EXERCISE GOAL:
Summarize the Flamin' Hot passage below in two sentences.

In a deeply reported story on the neon-red snacks that would be a bad idea to eat if you’re a hand model, staff writer Sam Dean reveals the depths of an embellishment that could have a significant impact on a forthcoming Hollywood movie. Rather than being devised by a low-level employee who was working as a janitor, the product came about in a more traditional way—simply, market research found that regional brands were seeing a lot of success with spicy snacks, leading to the formulation of a new competitor, and a new-to-the-business employee with an MBA from the University of North Carolina did the hard work of building the branding.
(In a somewhat smaller bit of fibbery, Montañez also did not spend very much time as a janitor before getting a promotion in the factory.)
The bummer about this is that, beyond this trumped-up invention, Montañez had a perfectly worthy career arc, finding himself in a management role after starting off in a Frito-Lay factory—but he apparently felt compelled to kick it up a notch.
“Montañez did live out a less Hollywood version of his story, ascending from a plant worker to a director focused on marketing. He also pitched new product initiatives, which may have changed the path of his career,” Dean writes. “But Montañez began taking public credit for inventing Flamin’ Hots in the late 2000s, nearly two decades after they were invented.”
That led Montañez to gain a successful career as a public speaker, and later to the movie deal that was about to turn this story into something way bigger than it would have been otherwise.

MATERIAL SHOWN:
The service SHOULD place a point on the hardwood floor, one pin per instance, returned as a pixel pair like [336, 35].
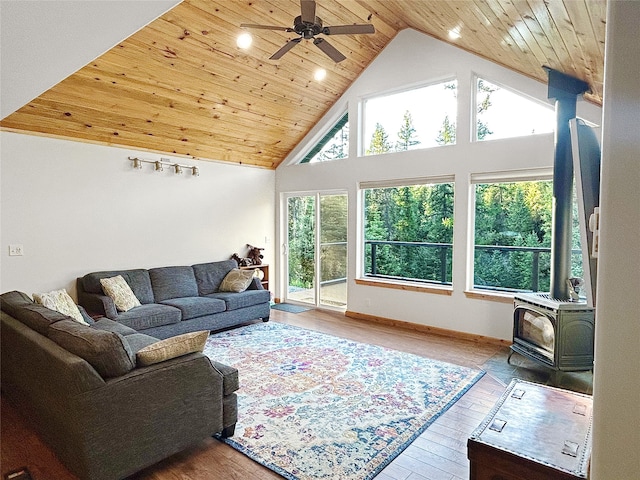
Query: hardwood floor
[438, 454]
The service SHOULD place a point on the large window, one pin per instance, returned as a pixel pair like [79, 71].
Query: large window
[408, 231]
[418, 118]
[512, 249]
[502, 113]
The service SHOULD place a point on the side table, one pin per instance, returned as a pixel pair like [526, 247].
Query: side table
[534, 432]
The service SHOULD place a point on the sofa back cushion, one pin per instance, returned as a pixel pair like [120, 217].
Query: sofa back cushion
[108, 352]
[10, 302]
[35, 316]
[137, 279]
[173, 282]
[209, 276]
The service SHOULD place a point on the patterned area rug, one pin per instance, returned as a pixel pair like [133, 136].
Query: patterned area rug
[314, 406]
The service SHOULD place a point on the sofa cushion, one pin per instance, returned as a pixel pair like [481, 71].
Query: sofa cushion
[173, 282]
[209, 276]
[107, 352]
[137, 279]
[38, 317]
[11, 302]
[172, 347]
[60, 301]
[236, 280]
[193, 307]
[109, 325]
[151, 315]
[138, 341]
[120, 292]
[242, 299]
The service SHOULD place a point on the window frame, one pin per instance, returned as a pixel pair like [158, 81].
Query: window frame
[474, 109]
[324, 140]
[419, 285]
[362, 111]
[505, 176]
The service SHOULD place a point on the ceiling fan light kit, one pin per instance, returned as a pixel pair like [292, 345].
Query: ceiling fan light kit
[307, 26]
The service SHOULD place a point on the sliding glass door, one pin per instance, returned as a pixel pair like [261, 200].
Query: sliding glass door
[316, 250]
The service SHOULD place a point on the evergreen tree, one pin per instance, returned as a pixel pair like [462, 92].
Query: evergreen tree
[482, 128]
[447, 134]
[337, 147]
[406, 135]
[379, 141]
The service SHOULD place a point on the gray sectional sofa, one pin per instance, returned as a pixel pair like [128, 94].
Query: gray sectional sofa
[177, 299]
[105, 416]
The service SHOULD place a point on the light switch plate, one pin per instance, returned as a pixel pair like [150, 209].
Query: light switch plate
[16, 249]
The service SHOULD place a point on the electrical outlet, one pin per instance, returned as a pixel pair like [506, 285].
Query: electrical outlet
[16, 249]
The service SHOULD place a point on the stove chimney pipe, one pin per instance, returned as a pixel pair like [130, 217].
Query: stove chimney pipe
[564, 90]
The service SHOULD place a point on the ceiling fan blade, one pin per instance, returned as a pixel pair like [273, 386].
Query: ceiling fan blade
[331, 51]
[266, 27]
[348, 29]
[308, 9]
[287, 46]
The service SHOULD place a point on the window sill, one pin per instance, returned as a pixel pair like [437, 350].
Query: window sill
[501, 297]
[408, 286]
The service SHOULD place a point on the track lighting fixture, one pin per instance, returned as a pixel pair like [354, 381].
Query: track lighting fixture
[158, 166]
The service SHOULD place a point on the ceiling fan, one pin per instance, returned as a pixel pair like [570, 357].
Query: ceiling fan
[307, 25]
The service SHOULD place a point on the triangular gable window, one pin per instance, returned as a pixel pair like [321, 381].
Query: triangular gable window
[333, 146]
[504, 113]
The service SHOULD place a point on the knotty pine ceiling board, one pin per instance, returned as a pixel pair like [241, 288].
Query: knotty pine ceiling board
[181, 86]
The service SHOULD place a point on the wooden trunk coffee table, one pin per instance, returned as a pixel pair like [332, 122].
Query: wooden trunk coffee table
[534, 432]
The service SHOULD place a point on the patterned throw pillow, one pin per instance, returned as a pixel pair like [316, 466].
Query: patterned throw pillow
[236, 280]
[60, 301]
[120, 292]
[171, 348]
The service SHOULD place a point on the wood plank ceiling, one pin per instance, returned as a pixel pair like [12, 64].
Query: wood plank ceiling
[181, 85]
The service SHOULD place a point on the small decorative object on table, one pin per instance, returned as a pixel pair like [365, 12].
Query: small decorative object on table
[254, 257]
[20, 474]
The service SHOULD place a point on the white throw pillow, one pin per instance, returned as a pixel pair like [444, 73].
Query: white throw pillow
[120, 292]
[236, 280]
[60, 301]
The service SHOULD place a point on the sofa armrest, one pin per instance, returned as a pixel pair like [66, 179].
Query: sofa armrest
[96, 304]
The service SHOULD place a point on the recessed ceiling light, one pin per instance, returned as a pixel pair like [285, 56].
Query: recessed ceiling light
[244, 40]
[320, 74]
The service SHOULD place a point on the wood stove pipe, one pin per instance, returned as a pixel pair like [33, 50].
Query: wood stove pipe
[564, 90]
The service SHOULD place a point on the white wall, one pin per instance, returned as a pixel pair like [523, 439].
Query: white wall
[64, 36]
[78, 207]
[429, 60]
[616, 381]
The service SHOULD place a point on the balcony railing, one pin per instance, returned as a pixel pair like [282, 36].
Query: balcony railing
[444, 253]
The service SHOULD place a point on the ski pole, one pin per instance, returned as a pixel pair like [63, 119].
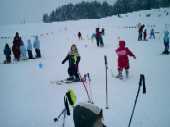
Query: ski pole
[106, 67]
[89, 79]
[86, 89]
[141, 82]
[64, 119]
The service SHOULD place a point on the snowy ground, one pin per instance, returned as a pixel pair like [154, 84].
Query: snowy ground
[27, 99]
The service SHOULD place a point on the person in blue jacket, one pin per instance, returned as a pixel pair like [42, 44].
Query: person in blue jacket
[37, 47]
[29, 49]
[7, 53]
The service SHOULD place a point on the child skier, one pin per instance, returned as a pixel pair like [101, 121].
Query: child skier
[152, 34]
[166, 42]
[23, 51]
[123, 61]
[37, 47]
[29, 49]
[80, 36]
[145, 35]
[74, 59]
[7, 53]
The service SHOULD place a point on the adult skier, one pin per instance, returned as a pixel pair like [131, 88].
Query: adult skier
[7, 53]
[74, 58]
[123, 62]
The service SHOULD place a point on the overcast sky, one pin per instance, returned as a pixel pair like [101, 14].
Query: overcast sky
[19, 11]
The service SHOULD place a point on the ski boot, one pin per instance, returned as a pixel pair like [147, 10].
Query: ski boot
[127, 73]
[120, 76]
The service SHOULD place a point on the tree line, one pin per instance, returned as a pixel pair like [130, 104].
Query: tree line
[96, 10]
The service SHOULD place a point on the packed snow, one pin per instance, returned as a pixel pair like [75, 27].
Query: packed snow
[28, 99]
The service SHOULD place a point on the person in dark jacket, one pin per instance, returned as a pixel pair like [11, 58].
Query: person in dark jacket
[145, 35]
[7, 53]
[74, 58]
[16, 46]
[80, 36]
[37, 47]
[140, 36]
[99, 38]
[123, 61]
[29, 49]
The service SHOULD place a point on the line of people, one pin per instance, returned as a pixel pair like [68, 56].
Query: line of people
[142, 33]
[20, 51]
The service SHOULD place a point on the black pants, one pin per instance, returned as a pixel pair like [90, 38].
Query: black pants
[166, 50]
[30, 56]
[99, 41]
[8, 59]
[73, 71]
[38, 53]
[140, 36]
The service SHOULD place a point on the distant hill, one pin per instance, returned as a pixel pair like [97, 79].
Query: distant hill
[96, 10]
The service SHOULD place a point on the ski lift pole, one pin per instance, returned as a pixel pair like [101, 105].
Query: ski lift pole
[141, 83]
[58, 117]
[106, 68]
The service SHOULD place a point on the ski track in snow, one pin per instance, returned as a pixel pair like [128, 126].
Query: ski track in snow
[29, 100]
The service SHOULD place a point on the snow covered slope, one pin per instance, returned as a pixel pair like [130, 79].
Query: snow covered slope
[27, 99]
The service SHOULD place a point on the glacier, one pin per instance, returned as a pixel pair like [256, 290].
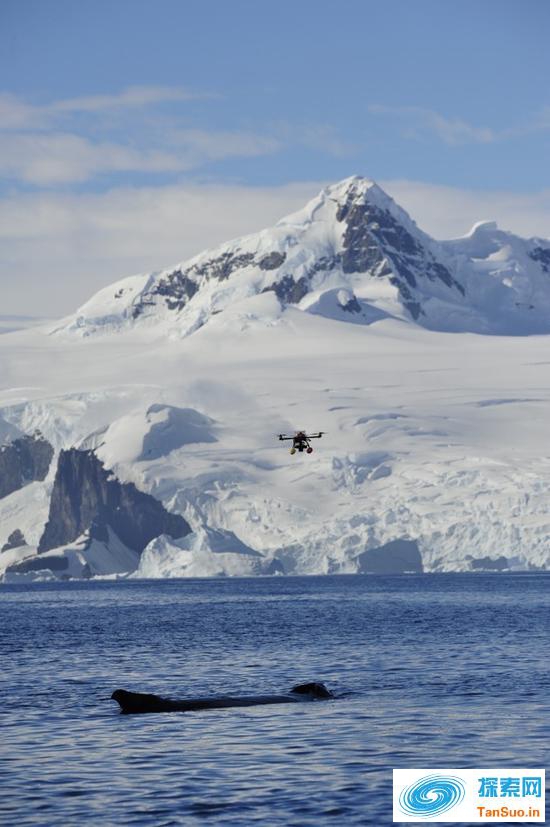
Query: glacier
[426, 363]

SOLUTION FOR THIS PROBLEM:
Staff writer Sam Dean reports that Flamin' Hots were not devised by a janitor: market research found regional brands succeeding with spicy snacks, and a new employee with an MBA from the University of North Carolina built the branding. Montañez did rise from plant worker to a director focused on marketing, but in the late 2000s he began taking public credit for inventing the snacks, which led to a career as a public speaker and later a movie deal.